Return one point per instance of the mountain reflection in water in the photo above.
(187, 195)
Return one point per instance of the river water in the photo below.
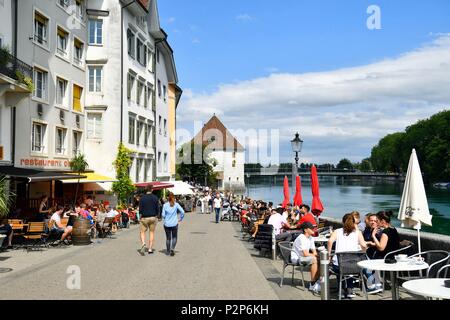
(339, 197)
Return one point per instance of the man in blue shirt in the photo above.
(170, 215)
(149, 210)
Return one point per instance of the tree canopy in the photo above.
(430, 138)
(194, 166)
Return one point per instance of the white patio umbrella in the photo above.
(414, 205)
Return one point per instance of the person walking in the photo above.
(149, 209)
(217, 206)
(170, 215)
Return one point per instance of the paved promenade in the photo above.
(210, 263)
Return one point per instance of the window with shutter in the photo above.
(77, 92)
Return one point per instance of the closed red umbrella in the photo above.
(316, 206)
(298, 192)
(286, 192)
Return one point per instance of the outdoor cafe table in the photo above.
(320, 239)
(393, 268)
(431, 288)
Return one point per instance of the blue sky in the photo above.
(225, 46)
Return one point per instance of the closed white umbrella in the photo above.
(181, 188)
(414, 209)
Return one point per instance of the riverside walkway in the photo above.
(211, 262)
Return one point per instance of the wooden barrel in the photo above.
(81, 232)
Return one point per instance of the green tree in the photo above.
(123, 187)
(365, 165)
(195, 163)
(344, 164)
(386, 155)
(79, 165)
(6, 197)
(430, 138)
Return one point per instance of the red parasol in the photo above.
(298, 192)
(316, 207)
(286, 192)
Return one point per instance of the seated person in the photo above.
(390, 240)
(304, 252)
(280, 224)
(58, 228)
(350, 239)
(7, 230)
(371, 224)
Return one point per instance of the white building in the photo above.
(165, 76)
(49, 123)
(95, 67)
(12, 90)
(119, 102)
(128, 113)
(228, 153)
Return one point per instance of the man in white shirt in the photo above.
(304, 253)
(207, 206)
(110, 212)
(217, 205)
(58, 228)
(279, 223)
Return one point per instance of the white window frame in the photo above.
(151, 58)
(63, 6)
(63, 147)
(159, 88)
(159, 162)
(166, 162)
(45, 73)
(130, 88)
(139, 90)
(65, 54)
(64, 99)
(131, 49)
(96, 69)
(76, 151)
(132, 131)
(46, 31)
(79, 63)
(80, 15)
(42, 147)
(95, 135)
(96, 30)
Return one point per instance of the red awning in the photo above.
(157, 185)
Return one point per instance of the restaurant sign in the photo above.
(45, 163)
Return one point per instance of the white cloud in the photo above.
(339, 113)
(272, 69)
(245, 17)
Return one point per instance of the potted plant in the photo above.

----------

■ TASK BRIEF ■
Rewrite the lines from the one containing "Return one point per instance of the wooden" up to and including the final line, replacing "seated person" with "sitting person" and leaving everything else unchanged.

■ THE SOLUTION ■
Return one point per instance of the wooden barrel in the photo above.
(81, 232)
Return one point per instance of the green tree in the photo above.
(123, 187)
(365, 165)
(195, 163)
(344, 164)
(386, 155)
(79, 165)
(6, 197)
(430, 138)
Return one point per instance of the red parasol in the photo above.
(298, 192)
(316, 207)
(286, 192)
Return one point per instance of the sitting person in the photo above.
(390, 240)
(304, 252)
(280, 224)
(58, 228)
(350, 239)
(7, 230)
(371, 224)
Return one point per instance of the white building in the photo above.
(165, 76)
(49, 123)
(95, 67)
(12, 90)
(119, 102)
(128, 113)
(228, 153)
Return one point per instance of the man in white shirt in the photo above.
(304, 253)
(207, 206)
(110, 212)
(217, 205)
(58, 228)
(279, 223)
Return one point per instance of the white window frame in the photo above.
(151, 58)
(63, 6)
(63, 147)
(159, 88)
(159, 162)
(166, 162)
(45, 73)
(130, 88)
(139, 90)
(65, 54)
(64, 99)
(131, 49)
(96, 69)
(76, 151)
(132, 131)
(46, 31)
(79, 63)
(80, 15)
(42, 147)
(95, 135)
(96, 30)
Return one point per instance of the red awning in the photo above.
(157, 185)
Return one point per instance of the restaurant sign in the photo above.
(45, 163)
Return one point per instance of the white cloud in the photo above.
(339, 113)
(272, 69)
(245, 17)
Return one point per instance of the potted plant in the photo above.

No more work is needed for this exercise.